• [Directions]
Find every line in the records below that contains the word "clicks", matching case exactly, and copy each of those lines in full.

[[ Given entries, beginning ]]

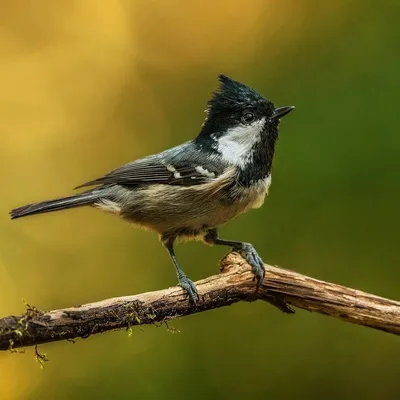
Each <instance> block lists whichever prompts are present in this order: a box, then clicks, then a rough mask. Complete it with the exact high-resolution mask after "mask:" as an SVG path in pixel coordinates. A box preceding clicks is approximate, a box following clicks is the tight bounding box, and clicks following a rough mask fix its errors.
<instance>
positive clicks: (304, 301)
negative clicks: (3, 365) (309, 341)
mask: <svg viewBox="0 0 400 400" xmlns="http://www.w3.org/2000/svg"><path fill="white" fill-rule="evenodd" d="M221 266H222V268H223V272H222V273H221V274H219V275H214V276H210V277H208V278H206V279H203V280H201V281H199V282H197V283H196V285H197V288H198V291H199V295H200V300H199V302H198V304H197V305H196V306H195V307H194V306H191V305H190V304H189V302H188V300H187V298H186V296H185V295H184V293H183V291H182V289H181V288H179V287H173V288H169V289H164V290H159V291H156V292H149V293H142V294H138V295H134V296H125V297H116V298H113V299H108V300H103V301H99V302H96V303H90V304H85V305H81V306H78V307H72V308H66V309H62V310H54V311H48V312H42V311H40V310H38V309H36V308H34V307H29V306H28V309H27V312H26V313H25V314H24V315H21V316H17V317H16V316H9V317H5V318H2V319H0V350H8V349H14V348H18V347H24V346H32V345H37V344H40V343H47V342H53V341H58V340H65V339H73V338H77V337H81V338H86V337H88V336H90V335H94V334H96V333H101V332H105V331H108V330H112V329H121V328H130V327H132V326H135V325H144V324H156V323H163V322H167V321H169V320H171V319H174V318H178V317H181V316H184V315H190V314H196V313H198V312H201V311H206V310H210V309H213V308H218V307H224V306H227V305H231V304H233V303H237V302H238V301H242V300H244V301H253V300H265V301H269V300H270V299H271V295H275V296H276V295H278V296H281V297H282V300H284V301H285V302H287V303H288V304H290V305H292V306H295V307H299V308H302V309H304V310H308V311H315V312H319V313H321V314H325V315H330V316H332V317H336V318H339V319H341V320H343V321H347V322H352V323H355V324H359V325H364V326H367V327H370V328H374V329H379V330H382V331H386V332H389V333H394V334H396V335H400V302H398V301H393V300H389V299H385V298H382V297H378V296H374V295H372V294H368V293H364V292H361V291H359V290H354V289H350V288H347V287H344V286H340V285H335V284H333V283H328V282H323V281H319V280H316V279H313V278H310V277H308V276H305V275H301V274H298V273H296V272H293V271H289V270H286V269H282V268H277V267H273V266H270V265H266V275H265V278H264V282H263V285H262V286H261V287H260V289H259V291H258V292H257V293H255V284H254V282H253V281H252V278H253V275H252V273H251V270H250V267H249V265H247V264H246V262H245V261H244V260H243V259H242V258H241V257H240V256H239V255H238V254H237V253H230V254H228V255H227V256H226V257H225V258H224V259H223V260H222V261H221Z"/></svg>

[[ Given entries, end ]]

• [Answer to this exercise]
Each <instance> block lists whichever prompts are present in this order: a box, then clicks, then a rough mask. Complete it with the exact high-resolution mask after "mask:" as an SVG path in pixel coordinates. A box preceding clicks is approximate, a box following clicks is the tight bounding box, and clicks following a rough mask fix its errors.
positive clicks: (304, 301)
negative clicks: (3, 365) (309, 341)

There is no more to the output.